■ Assigned task A ■
In the passage about surrogacy, how is the woman in the linked photograph described as being shot?
■ Assigned task B ■
List every method that the passage about surrogacy names in parentheses for lesbians getting pregnant.
■ Assigned task C ■
Extend the passage about surrogacy, picking up right after its final sentence.

I mean, obviously there’s the ‘if you want kids, there is an obvious way to do that’ factor where going for a lifestyle that excludes having children then gets corrected back. But I don’t react in the same visceral way to gay adoption, or lesbians getting pregnant through whatever method(Craigslist rando, IVF, sperm donor).
I think it’s the buying people. Child trafficking in adoption is a serious problem that all sorts of people put effort into avoiding, albeit not particularly successfully. On the other hand, the homosexual men using surrogates are blatantly buying a child.
The linked photograph doesn't do anything to dispel that notion either — the woman is shot to be functionally anonymous, an interchangeable rent-a-womb in the background. You get the feeling that as soon as she gives birth, she'd be shoved out of the picture entirely, possibly before she's fully recovered. But she's the most important part of the whole thing! None of this happens without her, and so instead I see a celebration of two men's narcissism, and have the uneasy feeling that the impending new life is going to be treated like a teacup dog or other fashionable accessory.

■ Dataset section ■
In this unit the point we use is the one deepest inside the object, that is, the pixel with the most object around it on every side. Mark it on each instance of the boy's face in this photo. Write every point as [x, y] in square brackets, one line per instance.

■ Task answer A ■
She is shot to be functionally anonymous, an interchangeable rent-a-womb in the background.

■ Task answer B ■
Craigslist rando, IVF, sperm donor

■ Task answer C ■
And there are enough examples of pairs of gay paedophiles adopting children to abuse them or rent them back out that it pattern-matches in unfortunate ways. Example 1, example 2. This is culture war red meat and Chinese Cardiologist stuff, so it's hard to draw well-founded conclusions in either direction. However, it is interesting that the couple in the second example were written up by Australia's national public broadcaster in a very flattering article on gay parenthood-by-surrogacy and "can you believe it's this hard for them to be parents"? (The author of the Quadrant article in example 2 was unaware of the wayback machine — archived ABC link.) When the "happy dads" who get the fawning news article turn out to be child abusers, you can see why some people jump to conclusions.
Well duh. Do these people not know how babies are made? Compensating for biological impossibility is difficult and expensive.
It’s the fit-throwing about that aspect, which there really isn’t a solution to other than government subsidies, that rings alarm bells, and the ‘buying a child’ thing that justifies them.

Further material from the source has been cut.